Start Excerpted data
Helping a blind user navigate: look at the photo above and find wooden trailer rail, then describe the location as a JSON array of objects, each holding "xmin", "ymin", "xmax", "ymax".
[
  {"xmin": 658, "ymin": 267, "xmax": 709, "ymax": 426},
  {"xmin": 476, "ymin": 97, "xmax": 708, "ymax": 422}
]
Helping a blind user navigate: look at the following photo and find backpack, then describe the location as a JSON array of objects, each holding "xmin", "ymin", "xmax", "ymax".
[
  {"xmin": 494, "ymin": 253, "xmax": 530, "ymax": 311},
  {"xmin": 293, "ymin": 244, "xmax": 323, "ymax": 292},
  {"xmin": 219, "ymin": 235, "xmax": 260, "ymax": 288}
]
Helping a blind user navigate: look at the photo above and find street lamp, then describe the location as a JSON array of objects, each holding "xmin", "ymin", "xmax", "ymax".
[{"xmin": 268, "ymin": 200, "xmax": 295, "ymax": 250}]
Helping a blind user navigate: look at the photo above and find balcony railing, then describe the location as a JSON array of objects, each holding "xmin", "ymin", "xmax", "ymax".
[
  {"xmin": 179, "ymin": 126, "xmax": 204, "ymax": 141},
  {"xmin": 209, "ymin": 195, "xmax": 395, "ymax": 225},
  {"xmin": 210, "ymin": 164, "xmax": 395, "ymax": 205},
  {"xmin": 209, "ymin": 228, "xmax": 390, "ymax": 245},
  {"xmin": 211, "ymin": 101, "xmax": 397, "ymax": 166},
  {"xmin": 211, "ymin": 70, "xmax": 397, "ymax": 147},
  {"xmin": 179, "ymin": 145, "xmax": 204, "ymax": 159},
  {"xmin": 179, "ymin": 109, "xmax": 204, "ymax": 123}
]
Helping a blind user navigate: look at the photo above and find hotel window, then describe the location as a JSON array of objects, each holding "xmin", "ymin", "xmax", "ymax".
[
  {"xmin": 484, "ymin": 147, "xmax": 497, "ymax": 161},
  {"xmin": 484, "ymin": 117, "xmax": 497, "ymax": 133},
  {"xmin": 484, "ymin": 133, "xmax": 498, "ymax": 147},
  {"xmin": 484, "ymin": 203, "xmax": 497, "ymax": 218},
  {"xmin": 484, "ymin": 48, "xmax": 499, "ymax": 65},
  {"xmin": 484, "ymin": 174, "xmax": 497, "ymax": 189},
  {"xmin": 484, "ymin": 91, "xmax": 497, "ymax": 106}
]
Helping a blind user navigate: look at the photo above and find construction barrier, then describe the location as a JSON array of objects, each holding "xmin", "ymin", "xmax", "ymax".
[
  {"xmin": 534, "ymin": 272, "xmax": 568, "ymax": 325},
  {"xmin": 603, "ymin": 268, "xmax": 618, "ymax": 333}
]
End Excerpted data
Do this
Every record above must be duplicated exactly.

Exercise answer
Helping a blind user navigate: look at the photo above and find wooden trailer rail, then describe the location as a JSON array of objects, each holding "xmin", "ymin", "xmax", "ymax".
[
  {"xmin": 658, "ymin": 267, "xmax": 709, "ymax": 426},
  {"xmin": 476, "ymin": 97, "xmax": 708, "ymax": 422}
]
Helping a blind user navigate: look at the following photo and find backpack, then describe the location as a JSON array of objects, each holding "xmin", "ymin", "xmax", "ymax".
[
  {"xmin": 494, "ymin": 253, "xmax": 530, "ymax": 311},
  {"xmin": 293, "ymin": 244, "xmax": 323, "ymax": 292},
  {"xmin": 219, "ymin": 235, "xmax": 260, "ymax": 288}
]
Helping a blind user navigate: look at the photo above and find street lamp, then describe the location as a JSON array of objects, each holding "xmin", "ymin", "xmax", "ymax".
[{"xmin": 268, "ymin": 200, "xmax": 295, "ymax": 250}]
Helping a blind user navigate: look at the photo above and find balcony railing, then describe the location as a JSON array of objects, each holding "xmin", "ymin", "xmax", "ymax".
[
  {"xmin": 179, "ymin": 126, "xmax": 204, "ymax": 141},
  {"xmin": 209, "ymin": 195, "xmax": 395, "ymax": 225},
  {"xmin": 210, "ymin": 164, "xmax": 395, "ymax": 205},
  {"xmin": 209, "ymin": 228, "xmax": 390, "ymax": 245},
  {"xmin": 211, "ymin": 101, "xmax": 397, "ymax": 166},
  {"xmin": 211, "ymin": 70, "xmax": 397, "ymax": 147},
  {"xmin": 179, "ymin": 145, "xmax": 204, "ymax": 159},
  {"xmin": 179, "ymin": 109, "xmax": 204, "ymax": 123}
]
Helping a blind user navigate: look at the photo above and find hotel window, then describe the location as a JSON array of objects, each holding "xmin", "ymin", "xmax", "ymax".
[
  {"xmin": 484, "ymin": 147, "xmax": 497, "ymax": 161},
  {"xmin": 484, "ymin": 117, "xmax": 497, "ymax": 133},
  {"xmin": 484, "ymin": 133, "xmax": 498, "ymax": 147},
  {"xmin": 484, "ymin": 203, "xmax": 497, "ymax": 218},
  {"xmin": 484, "ymin": 48, "xmax": 499, "ymax": 65},
  {"xmin": 484, "ymin": 174, "xmax": 497, "ymax": 189},
  {"xmin": 484, "ymin": 91, "xmax": 497, "ymax": 106}
]
Helping a blind user navigate: look at the photo above and find construction barrier, then describe the location as a JSON array of objects, each holding "xmin", "ymin", "xmax", "ymax".
[
  {"xmin": 534, "ymin": 272, "xmax": 568, "ymax": 325},
  {"xmin": 603, "ymin": 268, "xmax": 618, "ymax": 333}
]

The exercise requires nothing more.